── DOCUMENT

I interuppted the flashbacks. I had to. I had to know. Again.

"Why didn't you try to spend time with Davis? He was so close to your school."

No more Eric Ramanelli. His pause was extended. The eyes had that thin pond glaze that damned them from the pain that wanted to pour through. He spoke up slowly, but deliberately.

"I tried. I wanted to. It's just...It's just...things were not good between me and Marleen. And she married this other man, you see. There was another dad in his life now, you see. I could not compete. I didn't want the conflict. And school was doing me right. Everything was starting to work in my head. Man, I'm I'm telling you, it just wasn't comfortable for me. I wanted to see him. I did...."

How many absent fathers go through this? Drowned in the pestilence of masculinity: toughness. We're too tough to drink a frozen cocktail with an umbrella peering out the top. We're too tough to tell our friends our problems. We're too tough to hug. We're too tough to admit we fucked up, cry, get yelled at, and have to figure out how to get over it.

It was obvious, painfully obvious to the point that my day was a constant battle to keep my tears imprisoned in their pool as Pete would continue to drift back to some occasion or the other when he wanted to contact Davis. And each time it was the same. He'd pause. His eyes would quickly well up. And another part of his life would be shared; the new wife, her kids, his difficulty relating to them, and a constant theme: a desire for peace and quiet. He wanted life at the slowest, least stressful speed imaginable.

Only a few years ago, at a time when his wife recently passed, he made a trip back to Boston, a few hours from his son's new home. He thought it was the time. He could handle it. At fifty-six years old he could admit that he was no longer a man, but human. He called Davis, and they began to speak. He was doing it. But Davis had questions. Lots of questions. He wanted answers. He wasn't going to give Dad a free pass to enjoy the fruits of grandchildren without the assorted pains of fatherhood. As Pete puts it, "the boy, my boy, he had me on the stand, man. Right up there. And there be no jury man, only the boy. I could not be there. I did not want me no conflict. I'm a man of peace. Silence. It was too much. Maybe I was not ready...."

────
── RECORDS FOR THE TASK

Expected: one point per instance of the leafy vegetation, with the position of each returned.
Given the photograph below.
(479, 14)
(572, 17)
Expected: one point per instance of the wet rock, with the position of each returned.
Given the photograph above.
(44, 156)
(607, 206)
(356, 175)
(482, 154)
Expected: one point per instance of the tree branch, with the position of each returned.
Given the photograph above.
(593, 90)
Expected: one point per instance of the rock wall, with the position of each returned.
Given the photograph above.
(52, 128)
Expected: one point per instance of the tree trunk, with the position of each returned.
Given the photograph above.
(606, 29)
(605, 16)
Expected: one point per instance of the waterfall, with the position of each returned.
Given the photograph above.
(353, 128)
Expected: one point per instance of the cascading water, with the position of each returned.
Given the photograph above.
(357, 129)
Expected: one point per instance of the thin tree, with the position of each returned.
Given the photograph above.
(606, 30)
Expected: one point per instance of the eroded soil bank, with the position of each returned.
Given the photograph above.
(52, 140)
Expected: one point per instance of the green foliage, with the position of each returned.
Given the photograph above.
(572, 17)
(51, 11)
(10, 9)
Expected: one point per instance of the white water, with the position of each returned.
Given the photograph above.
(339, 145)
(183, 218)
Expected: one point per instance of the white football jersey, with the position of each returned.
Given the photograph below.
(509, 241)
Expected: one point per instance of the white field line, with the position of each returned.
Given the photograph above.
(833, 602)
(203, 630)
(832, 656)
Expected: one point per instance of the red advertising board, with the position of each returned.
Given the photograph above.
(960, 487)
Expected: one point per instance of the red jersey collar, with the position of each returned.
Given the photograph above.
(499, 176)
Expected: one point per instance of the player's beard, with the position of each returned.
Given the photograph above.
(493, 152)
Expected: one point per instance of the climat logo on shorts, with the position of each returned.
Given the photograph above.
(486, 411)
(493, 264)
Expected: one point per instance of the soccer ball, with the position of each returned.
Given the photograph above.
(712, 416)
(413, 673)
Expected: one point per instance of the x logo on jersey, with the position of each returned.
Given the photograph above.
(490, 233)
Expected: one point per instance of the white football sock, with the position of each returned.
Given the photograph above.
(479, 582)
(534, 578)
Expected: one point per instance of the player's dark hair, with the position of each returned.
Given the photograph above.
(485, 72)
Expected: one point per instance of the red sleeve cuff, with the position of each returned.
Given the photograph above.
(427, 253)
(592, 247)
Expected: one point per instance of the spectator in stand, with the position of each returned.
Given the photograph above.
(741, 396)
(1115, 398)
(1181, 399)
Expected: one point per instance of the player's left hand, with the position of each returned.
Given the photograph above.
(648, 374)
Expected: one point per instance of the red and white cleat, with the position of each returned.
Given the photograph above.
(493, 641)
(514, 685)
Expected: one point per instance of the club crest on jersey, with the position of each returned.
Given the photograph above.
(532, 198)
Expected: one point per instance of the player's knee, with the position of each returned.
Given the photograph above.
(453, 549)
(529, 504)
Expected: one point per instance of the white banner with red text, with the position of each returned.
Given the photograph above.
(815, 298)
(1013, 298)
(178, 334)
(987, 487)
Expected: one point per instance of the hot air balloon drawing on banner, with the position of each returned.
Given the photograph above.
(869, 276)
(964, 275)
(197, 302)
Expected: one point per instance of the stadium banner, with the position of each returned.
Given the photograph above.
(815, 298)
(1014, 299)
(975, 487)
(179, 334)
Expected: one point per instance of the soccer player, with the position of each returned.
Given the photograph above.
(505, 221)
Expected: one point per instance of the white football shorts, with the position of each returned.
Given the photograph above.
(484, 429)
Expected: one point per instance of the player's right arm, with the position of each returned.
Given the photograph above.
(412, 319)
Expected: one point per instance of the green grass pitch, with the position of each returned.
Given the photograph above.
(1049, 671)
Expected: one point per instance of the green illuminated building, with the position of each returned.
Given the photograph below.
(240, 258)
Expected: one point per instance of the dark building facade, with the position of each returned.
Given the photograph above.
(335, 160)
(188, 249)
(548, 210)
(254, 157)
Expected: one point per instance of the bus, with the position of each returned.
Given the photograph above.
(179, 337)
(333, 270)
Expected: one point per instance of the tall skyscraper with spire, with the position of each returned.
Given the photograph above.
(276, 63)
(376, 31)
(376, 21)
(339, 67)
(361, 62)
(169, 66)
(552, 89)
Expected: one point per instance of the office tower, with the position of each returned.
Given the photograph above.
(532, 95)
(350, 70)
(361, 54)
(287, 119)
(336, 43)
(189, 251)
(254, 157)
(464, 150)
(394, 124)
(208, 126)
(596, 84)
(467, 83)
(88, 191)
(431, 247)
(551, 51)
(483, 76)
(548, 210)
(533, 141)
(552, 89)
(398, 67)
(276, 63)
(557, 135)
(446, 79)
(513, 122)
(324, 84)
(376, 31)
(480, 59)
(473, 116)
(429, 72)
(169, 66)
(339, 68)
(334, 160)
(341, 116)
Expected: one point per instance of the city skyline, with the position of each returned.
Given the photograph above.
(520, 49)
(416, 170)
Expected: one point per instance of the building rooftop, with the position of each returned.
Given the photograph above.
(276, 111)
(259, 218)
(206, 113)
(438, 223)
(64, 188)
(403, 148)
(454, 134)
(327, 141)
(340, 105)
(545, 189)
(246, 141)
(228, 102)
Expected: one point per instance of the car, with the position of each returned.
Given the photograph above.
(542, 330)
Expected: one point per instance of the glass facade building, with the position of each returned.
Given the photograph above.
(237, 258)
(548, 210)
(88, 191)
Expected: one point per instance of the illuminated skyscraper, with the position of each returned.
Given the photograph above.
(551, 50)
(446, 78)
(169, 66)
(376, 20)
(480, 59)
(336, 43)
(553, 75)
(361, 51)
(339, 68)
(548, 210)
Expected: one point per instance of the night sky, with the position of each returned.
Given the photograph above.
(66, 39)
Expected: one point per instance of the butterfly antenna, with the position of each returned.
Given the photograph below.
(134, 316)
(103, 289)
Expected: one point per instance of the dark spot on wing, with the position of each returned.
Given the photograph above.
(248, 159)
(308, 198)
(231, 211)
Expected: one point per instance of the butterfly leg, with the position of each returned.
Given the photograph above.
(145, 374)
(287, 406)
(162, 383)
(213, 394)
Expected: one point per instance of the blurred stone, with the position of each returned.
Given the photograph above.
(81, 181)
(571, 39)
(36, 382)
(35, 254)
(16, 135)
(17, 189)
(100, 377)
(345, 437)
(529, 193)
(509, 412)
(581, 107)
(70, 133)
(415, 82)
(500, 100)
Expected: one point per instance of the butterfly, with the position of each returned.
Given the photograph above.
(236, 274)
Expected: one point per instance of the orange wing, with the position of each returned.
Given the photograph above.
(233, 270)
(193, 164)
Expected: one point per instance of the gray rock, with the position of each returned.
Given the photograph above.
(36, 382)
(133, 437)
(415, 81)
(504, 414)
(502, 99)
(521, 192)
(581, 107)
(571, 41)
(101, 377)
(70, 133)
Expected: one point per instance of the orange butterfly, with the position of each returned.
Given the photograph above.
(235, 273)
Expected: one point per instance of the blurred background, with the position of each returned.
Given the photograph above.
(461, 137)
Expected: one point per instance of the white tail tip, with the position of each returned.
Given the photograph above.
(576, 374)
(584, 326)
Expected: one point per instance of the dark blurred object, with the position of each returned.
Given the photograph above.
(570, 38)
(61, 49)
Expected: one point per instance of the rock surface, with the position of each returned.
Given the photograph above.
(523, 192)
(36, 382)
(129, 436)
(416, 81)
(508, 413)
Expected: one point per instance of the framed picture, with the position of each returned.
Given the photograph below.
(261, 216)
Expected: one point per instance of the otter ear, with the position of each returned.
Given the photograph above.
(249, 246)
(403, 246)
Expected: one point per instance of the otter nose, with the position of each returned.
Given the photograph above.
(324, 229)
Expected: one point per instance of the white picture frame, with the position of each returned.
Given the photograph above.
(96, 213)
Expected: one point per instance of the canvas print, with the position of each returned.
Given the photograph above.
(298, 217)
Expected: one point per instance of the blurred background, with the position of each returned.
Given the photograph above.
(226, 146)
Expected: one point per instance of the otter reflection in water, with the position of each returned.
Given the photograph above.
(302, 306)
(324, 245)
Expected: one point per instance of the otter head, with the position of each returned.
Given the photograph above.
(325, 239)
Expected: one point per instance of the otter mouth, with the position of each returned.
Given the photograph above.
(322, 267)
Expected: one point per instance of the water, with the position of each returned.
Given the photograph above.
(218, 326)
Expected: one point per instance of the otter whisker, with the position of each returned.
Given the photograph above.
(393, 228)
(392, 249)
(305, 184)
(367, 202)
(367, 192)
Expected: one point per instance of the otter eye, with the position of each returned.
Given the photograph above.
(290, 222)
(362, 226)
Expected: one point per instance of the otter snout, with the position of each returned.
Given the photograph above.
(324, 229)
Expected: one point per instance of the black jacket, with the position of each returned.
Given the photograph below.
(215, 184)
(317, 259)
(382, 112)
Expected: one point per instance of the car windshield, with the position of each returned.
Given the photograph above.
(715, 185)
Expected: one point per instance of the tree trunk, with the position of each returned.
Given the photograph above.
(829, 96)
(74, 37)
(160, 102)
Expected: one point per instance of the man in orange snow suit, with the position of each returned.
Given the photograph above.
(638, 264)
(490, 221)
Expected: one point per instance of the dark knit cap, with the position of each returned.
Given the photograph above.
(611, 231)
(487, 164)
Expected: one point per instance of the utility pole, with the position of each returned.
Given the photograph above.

────

WORK TO COMPLETE:
(a) Using the passage about Pete and his son Davis, decide whether each statement agrees with it: (i) Pete traveled back to Boston at a time when his wife had recently passed; (ii) Pete was fifty years old when he called Davis; (iii) Pete wanted life at the fastest speed possible. For each, answer yes or no and quote the deciding words.
(b) Report every line of the records that contains the string "blurred", treating case as significant.

RESULTS BY TASK:
(a)
(i) Yes: "at a time when his wife recently passed, he made a trip back to Boston"
(ii) No: "At fifty-six years old he could admit that he was no longer a man, but human."
(iii) No: "He wanted life at the slowest, least stressful speed imaginable."

(b)
Expected: one point per instance of the blurred stone, with the position of each returned.
Expected: one point per instance of the blurred background, with the position of each returned.
Expected: one point per instance of the dark blurred object, with the position of each returned.
Expected: one point per instance of the blurred background, with the position of each returned.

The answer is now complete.